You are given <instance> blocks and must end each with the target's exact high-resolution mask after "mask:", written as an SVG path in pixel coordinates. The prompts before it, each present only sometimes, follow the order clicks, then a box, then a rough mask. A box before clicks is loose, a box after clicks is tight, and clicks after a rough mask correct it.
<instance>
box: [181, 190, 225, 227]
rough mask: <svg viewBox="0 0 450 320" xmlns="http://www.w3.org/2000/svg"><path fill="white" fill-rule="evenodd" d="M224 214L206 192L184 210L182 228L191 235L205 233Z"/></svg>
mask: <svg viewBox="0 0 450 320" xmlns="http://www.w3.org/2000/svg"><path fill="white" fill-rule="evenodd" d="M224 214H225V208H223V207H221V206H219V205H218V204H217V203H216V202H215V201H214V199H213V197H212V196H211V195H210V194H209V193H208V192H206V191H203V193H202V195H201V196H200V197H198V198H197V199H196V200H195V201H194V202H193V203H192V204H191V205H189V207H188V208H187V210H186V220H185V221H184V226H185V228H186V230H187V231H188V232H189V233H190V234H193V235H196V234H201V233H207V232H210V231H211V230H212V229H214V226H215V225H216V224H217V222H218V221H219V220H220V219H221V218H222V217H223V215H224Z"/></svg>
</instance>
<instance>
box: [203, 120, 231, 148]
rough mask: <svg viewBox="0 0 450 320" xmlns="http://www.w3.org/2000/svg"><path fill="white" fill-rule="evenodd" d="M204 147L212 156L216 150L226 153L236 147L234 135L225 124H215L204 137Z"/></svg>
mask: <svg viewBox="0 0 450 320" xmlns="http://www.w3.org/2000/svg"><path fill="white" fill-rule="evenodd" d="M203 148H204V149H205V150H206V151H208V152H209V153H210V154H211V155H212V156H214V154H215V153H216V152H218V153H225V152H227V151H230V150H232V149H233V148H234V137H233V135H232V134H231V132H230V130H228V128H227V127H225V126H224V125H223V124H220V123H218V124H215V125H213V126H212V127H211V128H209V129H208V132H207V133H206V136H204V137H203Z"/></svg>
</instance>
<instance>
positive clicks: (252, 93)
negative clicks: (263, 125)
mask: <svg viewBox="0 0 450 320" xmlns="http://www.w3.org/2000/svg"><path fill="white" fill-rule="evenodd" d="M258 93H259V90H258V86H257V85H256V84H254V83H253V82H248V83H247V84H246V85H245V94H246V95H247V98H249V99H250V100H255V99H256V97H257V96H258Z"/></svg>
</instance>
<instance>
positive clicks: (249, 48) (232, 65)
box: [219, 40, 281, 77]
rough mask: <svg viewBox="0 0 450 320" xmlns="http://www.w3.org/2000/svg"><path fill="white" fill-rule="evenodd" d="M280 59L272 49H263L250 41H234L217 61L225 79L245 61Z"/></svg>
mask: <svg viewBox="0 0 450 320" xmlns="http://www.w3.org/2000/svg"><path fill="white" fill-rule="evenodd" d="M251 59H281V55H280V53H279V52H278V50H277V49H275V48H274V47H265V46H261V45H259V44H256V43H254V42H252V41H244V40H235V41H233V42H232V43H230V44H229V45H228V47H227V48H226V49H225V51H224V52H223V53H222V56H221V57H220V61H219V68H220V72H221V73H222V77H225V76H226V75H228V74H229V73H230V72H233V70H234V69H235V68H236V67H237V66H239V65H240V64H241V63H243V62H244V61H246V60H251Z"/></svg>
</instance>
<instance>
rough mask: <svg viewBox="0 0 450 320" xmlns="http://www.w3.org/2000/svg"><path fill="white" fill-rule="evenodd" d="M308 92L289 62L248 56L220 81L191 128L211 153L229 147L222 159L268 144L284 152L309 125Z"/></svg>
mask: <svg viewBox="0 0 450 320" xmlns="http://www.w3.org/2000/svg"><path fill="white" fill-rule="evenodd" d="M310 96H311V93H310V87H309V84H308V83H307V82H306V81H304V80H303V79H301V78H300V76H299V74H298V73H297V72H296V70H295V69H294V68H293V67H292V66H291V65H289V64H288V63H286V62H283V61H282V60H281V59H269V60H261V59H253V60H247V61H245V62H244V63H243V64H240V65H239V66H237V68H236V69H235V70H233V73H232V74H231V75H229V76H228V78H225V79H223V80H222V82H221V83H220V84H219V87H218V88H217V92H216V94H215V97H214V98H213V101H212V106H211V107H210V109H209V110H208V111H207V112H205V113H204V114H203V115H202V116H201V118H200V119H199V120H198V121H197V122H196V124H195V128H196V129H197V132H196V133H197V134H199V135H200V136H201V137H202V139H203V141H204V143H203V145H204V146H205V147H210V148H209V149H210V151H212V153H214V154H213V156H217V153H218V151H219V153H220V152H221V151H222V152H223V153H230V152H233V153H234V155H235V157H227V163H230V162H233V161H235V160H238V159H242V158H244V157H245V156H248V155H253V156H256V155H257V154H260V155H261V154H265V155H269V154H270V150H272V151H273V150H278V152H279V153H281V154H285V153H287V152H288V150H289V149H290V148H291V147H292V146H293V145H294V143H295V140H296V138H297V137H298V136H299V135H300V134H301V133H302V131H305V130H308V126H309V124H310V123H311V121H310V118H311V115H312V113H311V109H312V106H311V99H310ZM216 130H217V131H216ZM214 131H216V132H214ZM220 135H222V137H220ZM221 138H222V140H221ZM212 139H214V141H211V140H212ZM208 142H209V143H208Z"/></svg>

============

> **EXERCISE**:
Only the lines from the beginning of the entries through the line bearing "box: [181, 190, 225, 227]" should be returned, each exactly as written.

> **WRITTEN ANSWER**:
You are given <instance> blocks and must end each with the target's exact high-resolution mask after "mask:", written as an SVG path in pixel coordinates. The prompts before it, each present only sometimes, follow the order clicks, then a box, then a rough mask. A box before clicks is loose, a box after clicks is tight, and clicks after a rough mask correct it.
<instance>
box: [181, 190, 225, 227]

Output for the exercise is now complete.